Temperature of the produced fluid versus production time at different injection flow rates for a k = 150 md, b k = 250 md, and c k = 350 (md) with \(\sigma_{H}\) = 55 MPa (8000 psi), \(\sigma_{h}\) = 57 MPa (8276 psi), and Tinj = 80 °C

The observed behaviour suggests that the temperature of the produced water is influenced by the interplay between the heat transfer mechanisms and fluid flow characteristics within the fractured reservoir. A higher fracture permeability generally facilitates faster fluid flow, leading to a quicker decrease in the produced water temperature (see Fig. 11c). However, this trend is not always linear, as evidenced by the prolonged high temperature observed for low permeability and low flow rate conditions. This could be attributed to a reduced heat transfer due to slower fluid movement within the reservoir and thus a longer retention time.

Despite the potential benefits of high produced water temperatures for thermal applications, commercial viability of low-permeability reservoirs is hindered by low water production rates. On the other hand, high-permeability reservoirs offer the potential for high production rates at reasonable pressure losses, but the reservoir life is still relatively short, even if high produced water temperatures are maintained.

These findings highlight the importance of considering both fracture permeability and flow rate when evaluating the potential for thermal applications in fractured reservoirs. While a higher permeability generally leads to a greater production rate, it also contributes to a faster decline in the produced water temperature. Balancing these factors is crucial for optimizing thermal applications and achieving long-term economic viability.

**DATA RECORDS**:
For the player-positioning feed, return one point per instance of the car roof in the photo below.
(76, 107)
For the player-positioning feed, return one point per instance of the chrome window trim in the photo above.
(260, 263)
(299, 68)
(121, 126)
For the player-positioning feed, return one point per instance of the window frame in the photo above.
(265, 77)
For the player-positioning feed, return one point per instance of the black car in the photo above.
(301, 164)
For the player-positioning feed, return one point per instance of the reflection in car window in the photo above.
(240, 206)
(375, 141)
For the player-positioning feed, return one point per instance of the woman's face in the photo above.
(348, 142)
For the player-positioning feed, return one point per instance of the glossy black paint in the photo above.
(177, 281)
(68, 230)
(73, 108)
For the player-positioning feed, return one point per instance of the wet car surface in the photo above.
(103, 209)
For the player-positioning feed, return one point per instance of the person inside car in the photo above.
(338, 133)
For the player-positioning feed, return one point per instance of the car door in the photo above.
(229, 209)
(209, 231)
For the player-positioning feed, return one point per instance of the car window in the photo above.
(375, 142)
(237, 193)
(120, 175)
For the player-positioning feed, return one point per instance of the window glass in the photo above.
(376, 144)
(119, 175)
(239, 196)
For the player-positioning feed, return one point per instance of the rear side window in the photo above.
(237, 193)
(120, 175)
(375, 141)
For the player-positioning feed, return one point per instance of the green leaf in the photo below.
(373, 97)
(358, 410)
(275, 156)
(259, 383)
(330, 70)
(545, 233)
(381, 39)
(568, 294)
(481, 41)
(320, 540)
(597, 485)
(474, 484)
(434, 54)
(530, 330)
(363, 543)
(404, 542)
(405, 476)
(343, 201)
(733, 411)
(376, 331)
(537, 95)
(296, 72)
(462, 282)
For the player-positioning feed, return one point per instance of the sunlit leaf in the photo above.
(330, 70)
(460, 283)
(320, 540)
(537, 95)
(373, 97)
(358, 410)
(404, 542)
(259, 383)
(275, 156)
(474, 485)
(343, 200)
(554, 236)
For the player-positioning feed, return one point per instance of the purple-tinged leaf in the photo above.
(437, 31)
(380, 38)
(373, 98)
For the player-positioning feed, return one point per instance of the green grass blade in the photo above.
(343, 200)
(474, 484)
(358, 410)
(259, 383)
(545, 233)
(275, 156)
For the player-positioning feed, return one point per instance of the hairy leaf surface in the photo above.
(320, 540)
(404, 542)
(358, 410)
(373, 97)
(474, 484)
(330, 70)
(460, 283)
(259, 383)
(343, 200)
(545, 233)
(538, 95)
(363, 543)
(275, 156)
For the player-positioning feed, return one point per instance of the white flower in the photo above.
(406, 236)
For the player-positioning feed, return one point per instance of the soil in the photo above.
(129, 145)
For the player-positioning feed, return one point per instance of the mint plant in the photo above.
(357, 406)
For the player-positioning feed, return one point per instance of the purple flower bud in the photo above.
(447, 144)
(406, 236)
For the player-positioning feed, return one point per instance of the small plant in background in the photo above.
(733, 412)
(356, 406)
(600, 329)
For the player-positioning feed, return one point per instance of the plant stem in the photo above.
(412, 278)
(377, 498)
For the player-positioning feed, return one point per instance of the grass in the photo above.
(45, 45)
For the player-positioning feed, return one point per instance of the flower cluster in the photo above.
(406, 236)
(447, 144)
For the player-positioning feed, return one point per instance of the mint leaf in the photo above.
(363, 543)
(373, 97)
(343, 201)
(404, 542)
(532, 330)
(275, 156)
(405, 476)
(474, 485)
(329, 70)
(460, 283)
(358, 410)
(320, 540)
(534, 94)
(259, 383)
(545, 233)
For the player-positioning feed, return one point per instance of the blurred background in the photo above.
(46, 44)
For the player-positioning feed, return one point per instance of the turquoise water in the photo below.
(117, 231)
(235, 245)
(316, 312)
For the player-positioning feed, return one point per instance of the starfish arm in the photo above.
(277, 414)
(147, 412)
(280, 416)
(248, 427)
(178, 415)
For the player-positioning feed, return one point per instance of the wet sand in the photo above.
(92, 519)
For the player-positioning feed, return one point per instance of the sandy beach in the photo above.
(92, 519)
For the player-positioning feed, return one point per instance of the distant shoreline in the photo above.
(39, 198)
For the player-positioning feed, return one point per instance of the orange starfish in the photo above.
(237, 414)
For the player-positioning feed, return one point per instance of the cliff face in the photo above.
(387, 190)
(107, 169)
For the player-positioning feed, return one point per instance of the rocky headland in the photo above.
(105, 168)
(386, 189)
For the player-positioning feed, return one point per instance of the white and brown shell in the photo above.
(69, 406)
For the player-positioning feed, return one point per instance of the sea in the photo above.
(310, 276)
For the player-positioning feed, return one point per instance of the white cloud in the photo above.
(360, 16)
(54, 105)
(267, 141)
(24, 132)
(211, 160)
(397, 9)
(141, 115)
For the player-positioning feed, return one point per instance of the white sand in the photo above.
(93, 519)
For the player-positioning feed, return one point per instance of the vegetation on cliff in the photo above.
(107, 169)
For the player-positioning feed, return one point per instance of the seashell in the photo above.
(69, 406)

**TASK REQUIREMENTS**:
1. In the passage on produced water temperature in fractured reservoirs, switch "high produced water temperatures" to "elevated produced water temperatures" and write out the part that begins at the words "Despite the potential" and stops after "temperatures are maintained.".
2. Translate this sentence from the passage on produced water temperature in fractured reservoirs into Spanish: "Balancing these factors is crucial for optimizing thermal applications and achieving long-term economic viability."
The records have nothing to do with this work.

**TASK-BY-TASK RESULTS**:
1.
Despite the potential benefits of elevated produced water temperatures for thermal applications, commercial viability of low-permeability reservoirs is hindered by low water production rates. On the other hand, high-permeability reservoirs offer the potential for high production rates at reasonable pressure losses, but the reservoir life is still relatively short, even if elevated produced water temperatures are maintained.

2. Equilibrar estos factores es crucial para optimizar las aplicaciones térmicas y lograr la viabilidad económica a largo plazo.